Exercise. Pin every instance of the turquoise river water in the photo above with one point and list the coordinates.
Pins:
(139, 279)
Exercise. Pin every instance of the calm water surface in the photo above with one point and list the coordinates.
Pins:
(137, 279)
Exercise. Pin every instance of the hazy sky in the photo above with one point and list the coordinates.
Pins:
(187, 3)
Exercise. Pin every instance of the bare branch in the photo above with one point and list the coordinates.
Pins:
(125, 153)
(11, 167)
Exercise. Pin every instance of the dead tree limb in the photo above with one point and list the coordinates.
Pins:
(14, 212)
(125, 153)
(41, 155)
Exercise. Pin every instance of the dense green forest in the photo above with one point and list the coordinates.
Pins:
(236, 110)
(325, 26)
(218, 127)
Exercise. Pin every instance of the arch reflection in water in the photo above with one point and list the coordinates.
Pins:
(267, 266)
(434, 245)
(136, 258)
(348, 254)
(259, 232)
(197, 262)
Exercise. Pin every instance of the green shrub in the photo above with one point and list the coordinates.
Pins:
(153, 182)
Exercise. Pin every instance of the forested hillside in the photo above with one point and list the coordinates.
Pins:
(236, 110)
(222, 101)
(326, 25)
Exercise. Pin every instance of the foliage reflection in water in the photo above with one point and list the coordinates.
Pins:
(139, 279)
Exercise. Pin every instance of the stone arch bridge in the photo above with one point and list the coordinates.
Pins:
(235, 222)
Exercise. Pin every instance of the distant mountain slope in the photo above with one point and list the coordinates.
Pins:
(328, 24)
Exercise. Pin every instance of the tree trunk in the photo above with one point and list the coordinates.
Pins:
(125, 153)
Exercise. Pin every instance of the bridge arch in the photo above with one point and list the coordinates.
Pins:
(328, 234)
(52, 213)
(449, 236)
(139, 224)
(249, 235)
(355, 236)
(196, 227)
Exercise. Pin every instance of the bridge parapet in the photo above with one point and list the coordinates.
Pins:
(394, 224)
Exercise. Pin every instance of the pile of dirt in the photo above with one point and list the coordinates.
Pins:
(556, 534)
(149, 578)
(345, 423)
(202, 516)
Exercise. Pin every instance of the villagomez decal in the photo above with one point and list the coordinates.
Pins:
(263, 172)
* * *
DO THIS
Return the entries above exactly as they appear.

WRITTEN SOLUTION
Exercise. Pin every instance of the turquoise river water in the photo above with one point and list the coordinates.
Pins:
(139, 279)
Exercise. Pin every instance of the calm water surface in the photo above with one point and list the coordinates.
Pins:
(137, 279)
Exercise. Pin every instance of the hazy sky in the photo above with one point and list the coordinates.
Pins:
(187, 3)
Exercise. Pin every instance of the bare branch in the photo above with one point and list the coordinates.
Pins:
(125, 153)
(11, 167)
Exercise. Pin every instance of the dead tree limb in the photo above with one point and list the coordinates.
Pins:
(14, 212)
(125, 153)
(41, 155)
Exercise. Pin every instance of the dense green forest in the photo above with one point and list the coordinates.
Pins:
(236, 110)
(325, 26)
(218, 127)
Exercise. Pin every instance of the arch reflection in water in the photo above with one point and list the coordinates.
Pins:
(267, 266)
(434, 245)
(136, 258)
(348, 254)
(259, 232)
(197, 262)
Exercise. Pin every instance of the green shrub in the photo above with one point and list the coordinates.
Pins:
(153, 182)
Exercise. Pin every instance of the forested hillside in the photo above with one point and list the coordinates.
Pins:
(236, 110)
(222, 101)
(326, 25)
Exercise. Pin every instance of the foliage reflection in water in the photo above with one point and list the coordinates.
Pins:
(139, 279)
Exercise. Pin every instance of the stone arch bridge in the photo above with one point and list the coordinates.
Pins:
(235, 222)
Exercise. Pin every instance of the distant mountain slope in the photo above with one point and list the coordinates.
Pins:
(328, 24)
Exercise. Pin every instance of the tree trunk in the photo above with one point and list the coordinates.
Pins:
(125, 153)
Exercise. Pin every instance of the bridge arch in the photo above with one point and list the coordinates.
Pins:
(328, 234)
(52, 213)
(449, 236)
(139, 224)
(249, 235)
(355, 236)
(196, 227)
Exercise. Pin every instance of the bridge parapet in the photo above with one point and list the coordinates.
Pins:
(394, 224)
Exercise. Pin every instance of the pile of dirt in the photo above with one point and list the coordinates.
Pins:
(556, 534)
(149, 578)
(345, 423)
(202, 516)
Exercise. Pin every instance of the villagomez decal in the photo above with one point and list the coordinates.
Pins:
(263, 172)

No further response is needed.